[WORK TO COMPLETE] After locating the line that holds "Target: bulletin board", transcribe it and each following line to the end of the records, changing nothing and adding nothing.

Region pointing data:
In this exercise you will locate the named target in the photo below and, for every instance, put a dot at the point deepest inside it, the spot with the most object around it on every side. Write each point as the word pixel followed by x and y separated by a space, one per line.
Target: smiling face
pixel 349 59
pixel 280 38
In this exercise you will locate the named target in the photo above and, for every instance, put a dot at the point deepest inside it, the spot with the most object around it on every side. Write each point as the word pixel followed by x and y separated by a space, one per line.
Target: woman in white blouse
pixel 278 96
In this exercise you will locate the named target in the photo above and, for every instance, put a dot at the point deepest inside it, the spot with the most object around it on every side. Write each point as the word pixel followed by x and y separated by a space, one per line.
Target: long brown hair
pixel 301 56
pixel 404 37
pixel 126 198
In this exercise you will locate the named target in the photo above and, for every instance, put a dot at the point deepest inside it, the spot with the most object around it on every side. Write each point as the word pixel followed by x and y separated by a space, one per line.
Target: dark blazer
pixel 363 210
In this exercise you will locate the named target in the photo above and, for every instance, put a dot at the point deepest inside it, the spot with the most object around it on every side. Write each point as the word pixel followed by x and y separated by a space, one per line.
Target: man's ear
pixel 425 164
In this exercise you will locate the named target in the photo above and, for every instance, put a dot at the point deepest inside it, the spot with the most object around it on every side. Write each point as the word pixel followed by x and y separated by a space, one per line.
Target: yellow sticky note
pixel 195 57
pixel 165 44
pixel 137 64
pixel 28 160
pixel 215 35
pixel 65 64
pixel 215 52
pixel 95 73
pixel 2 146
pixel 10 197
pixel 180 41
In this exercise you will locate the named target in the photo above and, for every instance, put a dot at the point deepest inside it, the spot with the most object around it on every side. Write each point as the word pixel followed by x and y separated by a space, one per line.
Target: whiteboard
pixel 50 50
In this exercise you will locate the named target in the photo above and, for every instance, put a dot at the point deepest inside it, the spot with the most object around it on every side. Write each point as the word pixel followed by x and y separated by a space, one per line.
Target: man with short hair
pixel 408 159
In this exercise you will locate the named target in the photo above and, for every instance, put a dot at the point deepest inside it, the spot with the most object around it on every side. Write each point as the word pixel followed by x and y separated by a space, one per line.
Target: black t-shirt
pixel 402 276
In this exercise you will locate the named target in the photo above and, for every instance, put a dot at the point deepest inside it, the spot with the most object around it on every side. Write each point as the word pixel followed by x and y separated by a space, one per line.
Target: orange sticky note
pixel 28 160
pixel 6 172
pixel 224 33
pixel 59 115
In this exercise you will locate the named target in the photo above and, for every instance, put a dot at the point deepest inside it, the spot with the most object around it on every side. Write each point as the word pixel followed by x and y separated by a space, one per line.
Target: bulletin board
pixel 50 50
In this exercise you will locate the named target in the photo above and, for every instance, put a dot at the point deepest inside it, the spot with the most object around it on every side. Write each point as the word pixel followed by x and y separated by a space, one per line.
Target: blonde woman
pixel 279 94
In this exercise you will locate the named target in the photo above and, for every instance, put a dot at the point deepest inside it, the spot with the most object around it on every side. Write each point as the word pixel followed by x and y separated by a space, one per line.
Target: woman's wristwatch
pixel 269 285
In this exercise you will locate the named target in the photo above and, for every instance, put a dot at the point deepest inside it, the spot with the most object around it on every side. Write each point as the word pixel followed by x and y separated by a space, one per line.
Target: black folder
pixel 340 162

[ANSWER TO THE EXERCISE]
Target: bulletin board
pixel 50 50
In this exercise you will locate the named target in the photo above and, for every instance, put a dot at the point deepest inside it, the spot with the most object around it on every side. Write each point as the word pixel followed by x and y separated by a space, one per line.
Target: blonde woman
pixel 279 94
In this exercise you will locate the named target in the photo above and, for every instance, put a dot at the point deepest inside it, the spot with the most object around it on every side. Write each point as the word pixel followed by x and y separated by a space, one per line.
Target: woman's wristwatch
pixel 269 285
In this exercise you will locate the named target in the photo above and, for every instance, put a dot at the point deepest inside it, the spot with the most object around it on every side. Write each point as the word pixel followed by x and y separated by a space, one per line.
Target: black folder
pixel 340 162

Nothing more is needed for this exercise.